======== INPUT ROWS ========

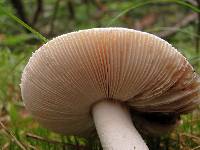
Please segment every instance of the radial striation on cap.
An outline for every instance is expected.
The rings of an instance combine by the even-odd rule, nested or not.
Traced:
[[[39,48],[21,81],[25,106],[64,134],[94,130],[91,108],[118,101],[141,112],[187,113],[199,103],[200,80],[166,41],[124,28],[61,35]]]

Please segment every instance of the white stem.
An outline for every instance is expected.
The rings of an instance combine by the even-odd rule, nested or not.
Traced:
[[[92,114],[104,150],[148,150],[128,110],[121,104],[99,102]]]

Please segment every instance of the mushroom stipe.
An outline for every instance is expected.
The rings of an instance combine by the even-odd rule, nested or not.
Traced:
[[[36,120],[66,135],[90,136],[96,128],[105,150],[148,149],[136,128],[169,131],[197,107],[199,91],[199,76],[168,42],[114,27],[52,39],[32,55],[21,79]]]

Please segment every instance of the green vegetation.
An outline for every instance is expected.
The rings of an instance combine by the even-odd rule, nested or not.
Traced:
[[[23,9],[20,11],[14,2]],[[25,110],[19,84],[32,52],[47,39],[106,26],[156,34],[179,49],[200,72],[199,0],[1,0],[1,149],[101,149],[98,139],[59,135],[40,126]],[[200,149],[200,110],[182,116],[176,130],[154,139],[150,143],[158,146],[152,149]]]

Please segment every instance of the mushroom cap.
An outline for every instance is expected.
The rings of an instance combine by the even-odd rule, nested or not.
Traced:
[[[87,135],[101,100],[151,113],[187,113],[199,103],[199,77],[168,42],[125,28],[61,35],[30,58],[21,80],[26,108],[44,126]]]

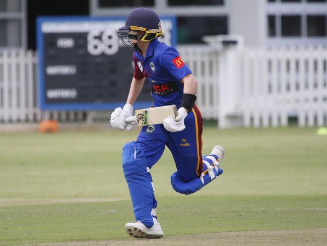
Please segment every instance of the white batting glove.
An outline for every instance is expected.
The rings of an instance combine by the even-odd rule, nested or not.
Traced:
[[[184,119],[187,116],[187,112],[185,108],[180,108],[177,111],[178,115],[174,120],[171,116],[164,120],[164,127],[167,131],[172,132],[182,131],[185,129]]]
[[[112,112],[110,116],[110,124],[113,129],[132,131],[135,126],[135,122],[126,123],[125,119],[132,116],[133,112],[133,106],[126,104],[121,109],[121,108],[117,108]]]

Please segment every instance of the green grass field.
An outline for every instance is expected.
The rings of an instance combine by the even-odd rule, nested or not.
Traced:
[[[152,242],[129,238],[124,229],[134,218],[121,149],[137,129],[0,134],[0,245],[173,245],[178,238],[186,241],[178,245],[202,245],[199,234],[258,231],[266,234],[255,245],[275,231],[286,236],[271,242],[293,245],[297,230],[327,234],[327,136],[315,131],[205,128],[203,154],[224,146],[224,173],[189,196],[170,186],[175,168],[166,150],[151,172],[165,236]],[[321,244],[327,236],[318,234],[305,238]]]

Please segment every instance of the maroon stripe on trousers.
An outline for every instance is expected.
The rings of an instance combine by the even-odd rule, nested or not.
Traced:
[[[200,160],[199,168],[197,170],[197,173],[200,177],[200,176],[201,176],[202,171],[203,170],[203,162],[202,161],[202,131],[203,130],[203,119],[202,119],[201,112],[195,104],[194,104],[193,106],[193,109],[195,112],[195,115],[197,116],[198,122],[197,126],[199,135],[197,145],[198,146],[198,153],[199,153]]]

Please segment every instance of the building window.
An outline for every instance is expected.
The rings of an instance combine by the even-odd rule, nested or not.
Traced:
[[[20,0],[0,0],[0,12],[20,12]]]
[[[99,8],[112,8],[123,7],[154,6],[155,0],[124,0],[113,1],[112,0],[99,0]]]
[[[306,28],[308,37],[326,36],[326,16],[307,16]]]
[[[224,5],[224,0],[168,0],[169,6]]]
[[[20,20],[0,20],[0,46],[22,46],[21,23]]]
[[[180,17],[177,26],[178,43],[202,43],[203,36],[228,33],[226,16]]]
[[[268,16],[268,36],[276,36],[276,17],[274,15]]]
[[[301,16],[282,15],[282,36],[300,37],[301,36]]]

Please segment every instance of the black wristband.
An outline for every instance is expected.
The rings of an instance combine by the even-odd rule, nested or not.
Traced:
[[[183,94],[182,102],[180,103],[180,107],[185,108],[187,112],[190,112],[193,108],[193,105],[197,100],[197,96],[193,94]]]

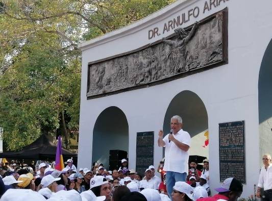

========

_STATED EXERCISE:_ Rewrite all of the rows above, changing every "instance" to "object" and keeping everything else the same. Leave the pictures out.

_REPLY:_
Please segment every object of the radial striation on cap.
An outline for every object is expected.
The rings of an object combine by the even-odd rule, nested or not.
Traced:
[[[39,48],[21,81],[25,106],[64,134],[94,130],[91,108],[118,101],[141,112],[187,113],[199,103],[200,80],[166,41],[124,28],[61,35]]]

Please segment every object of the white stem.
An outline for every object is expected.
The rings of an object combine by the even-odd rule, nested or not.
Traced:
[[[92,114],[104,150],[148,150],[128,110],[121,104],[99,102]]]

Please segment every object of the mushroom stipe.
An outline for every object is expected.
The rings of an object combine by the even-odd rule, nested or not.
Traced:
[[[36,120],[66,135],[90,136],[96,128],[105,150],[148,149],[136,128],[169,131],[197,107],[199,91],[199,76],[168,42],[114,27],[52,39],[32,55],[21,79]]]

Please segment every object of the green vegetation.
An outline for every object is expected.
The rings of an object combine by the even-odd rule, nested or not.
Traced:
[[[23,9],[20,11],[14,2]],[[25,110],[19,84],[32,52],[47,39],[106,26],[156,34],[179,49],[200,72],[199,0],[1,0],[1,149],[101,149],[98,139],[59,135],[40,126]],[[200,149],[200,110],[182,116],[176,130],[154,139],[150,143],[158,146],[152,149]]]

Please segment every object of the mushroom cap.
An outline for every object is expected.
The rings of an object combine by the even-odd rule, nested or not.
Traced:
[[[87,135],[101,100],[151,113],[187,113],[199,103],[199,77],[168,42],[125,28],[61,35],[30,58],[21,80],[26,108],[44,126]]]

Please segment every object of the white batting glove.
An outline for every object is expected.
The rings of an object combine by the even-odd rule, nested or not.
Traced:
[[[184,119],[187,116],[187,112],[185,108],[180,108],[177,111],[178,115],[174,120],[171,116],[164,120],[164,127],[167,131],[172,132],[182,131],[185,129]]]
[[[112,112],[110,116],[110,124],[113,129],[132,131],[135,126],[135,122],[126,123],[125,119],[132,116],[133,112],[133,106],[126,104],[121,109],[121,108],[117,108]]]

Please segment every object of the green grass field.
An outline for every object is expected.
The rings of an object combine by the even-odd rule, nested or not.
Traced:
[[[152,242],[129,238],[124,229],[134,218],[121,149],[137,129],[0,134],[0,245],[173,245],[178,238],[186,241],[178,245],[202,245],[199,234],[258,231],[266,234],[255,245],[275,231],[286,236],[271,242],[293,245],[297,230],[327,234],[327,136],[315,131],[205,128],[203,154],[224,146],[224,173],[189,196],[170,186],[175,168],[166,150],[151,172],[165,236]],[[321,244],[327,236],[318,234],[305,238]]]

Please segment every object of the maroon stripe on trousers.
An outline for every object is expected.
The rings of an object combine by the even-odd rule, nested or not.
Traced:
[[[200,160],[199,168],[197,170],[197,173],[200,177],[200,176],[201,176],[202,171],[203,170],[203,162],[202,161],[202,131],[203,130],[203,119],[202,119],[201,112],[195,104],[194,104],[193,106],[193,109],[195,112],[195,115],[197,116],[198,122],[197,126],[199,135],[197,145],[198,146],[198,153],[199,153]]]

Please segment every object of the building window.
An outline for every object is expected.
The rings of an object combine by the even-odd rule, nested or not.
Traced:
[[[20,0],[0,0],[0,12],[20,12]]]
[[[99,8],[112,8],[123,7],[154,6],[155,0],[124,0],[113,1],[112,0],[99,0]]]
[[[306,28],[308,37],[326,36],[326,16],[307,16]]]
[[[224,5],[224,0],[168,0],[169,6]]]
[[[20,20],[0,20],[0,46],[22,46],[21,23]]]
[[[180,17],[177,26],[178,43],[202,43],[203,36],[228,33],[226,16]]]
[[[268,16],[268,36],[276,36],[276,17],[274,15]]]
[[[301,16],[282,15],[282,36],[300,37],[301,36]]]

Please segment every object of the black wristband.
An outline for every object is expected.
The rings of an object combine by the even-odd rule, nested or not.
Traced:
[[[183,94],[182,102],[180,103],[180,107],[185,108],[187,112],[190,112],[193,108],[193,105],[197,100],[197,96],[193,94]]]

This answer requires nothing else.